### Problem requirements
Copy every one of the records below line for line, changing nothing.
________
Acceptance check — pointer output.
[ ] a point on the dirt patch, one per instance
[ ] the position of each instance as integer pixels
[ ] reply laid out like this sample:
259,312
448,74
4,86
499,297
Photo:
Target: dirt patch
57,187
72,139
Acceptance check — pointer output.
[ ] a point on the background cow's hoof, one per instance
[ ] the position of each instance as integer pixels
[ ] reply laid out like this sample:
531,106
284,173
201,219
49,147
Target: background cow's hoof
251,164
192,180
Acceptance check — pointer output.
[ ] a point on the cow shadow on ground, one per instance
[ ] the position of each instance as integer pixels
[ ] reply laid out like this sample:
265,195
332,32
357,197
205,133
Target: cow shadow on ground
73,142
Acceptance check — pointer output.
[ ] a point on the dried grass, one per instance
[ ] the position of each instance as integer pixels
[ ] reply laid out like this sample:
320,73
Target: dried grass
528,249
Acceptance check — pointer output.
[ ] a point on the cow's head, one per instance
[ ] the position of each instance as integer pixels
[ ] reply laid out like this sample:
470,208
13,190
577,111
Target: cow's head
________
### Task answer
Acceptance check — pointer output.
[ ] a point on the dirt patch, one per instance
[ ] the position of each instance as integer pixels
[ ] reply laid out like this sample:
259,312
448,74
4,86
499,297
Photo:
Target: dirt patch
57,187
72,139
Acceptance check — pointer output.
[ ] a point on the background cow's hoof, one per instance
[ ] the position of each instance as integer pixels
[ ] reply laid out like this sample:
531,106
284,173
201,219
49,147
Target: background cow's hoof
251,164
192,180
Acceptance check — pointer output.
[ ] a point on the cow shadow on ground, one per instance
[ ] the position of each instance as integer pixels
[ ] reply laid out like this sample:
265,195
332,32
357,197
205,133
Target: cow shadow on ground
73,142
Acceptance check — pointer output.
[ ] a point on the dried grass, one per instance
[ ] the position of each instance as integer pixels
[ ] reply laid out like this sample:
320,73
Target: dried grass
528,249
Acceptance check — pointer output.
[ ] a point on the cow's head, one per instance
[ ] the position of each instance as integer pixels
[ ] reply laid out like this sample:
470,208
13,190
577,111
Target: cow's head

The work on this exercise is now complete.